To be done >> Copy each of the records below, keeping every line the same.

The input >>
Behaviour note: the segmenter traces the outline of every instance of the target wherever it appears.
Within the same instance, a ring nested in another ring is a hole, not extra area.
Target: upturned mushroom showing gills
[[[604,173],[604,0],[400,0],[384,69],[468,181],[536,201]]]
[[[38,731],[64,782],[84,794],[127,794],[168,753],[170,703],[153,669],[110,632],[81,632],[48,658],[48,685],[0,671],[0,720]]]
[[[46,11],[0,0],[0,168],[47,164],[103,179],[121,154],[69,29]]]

Correct result >>
Behaviour note: the segmenter traces the outline of every instance of the target wherever it appears.
Within the same instance, a ring nested in another ring is a hole, not extra area.
Target: upturned mushroom showing gills
[[[604,173],[604,0],[400,0],[384,69],[468,181],[536,201]]]
[[[38,731],[64,782],[84,794],[127,794],[168,753],[170,703],[153,669],[110,632],[81,632],[48,658],[48,685],[0,671],[0,720]]]
[[[46,11],[0,0],[0,168],[47,164],[103,179],[121,154],[69,29]]]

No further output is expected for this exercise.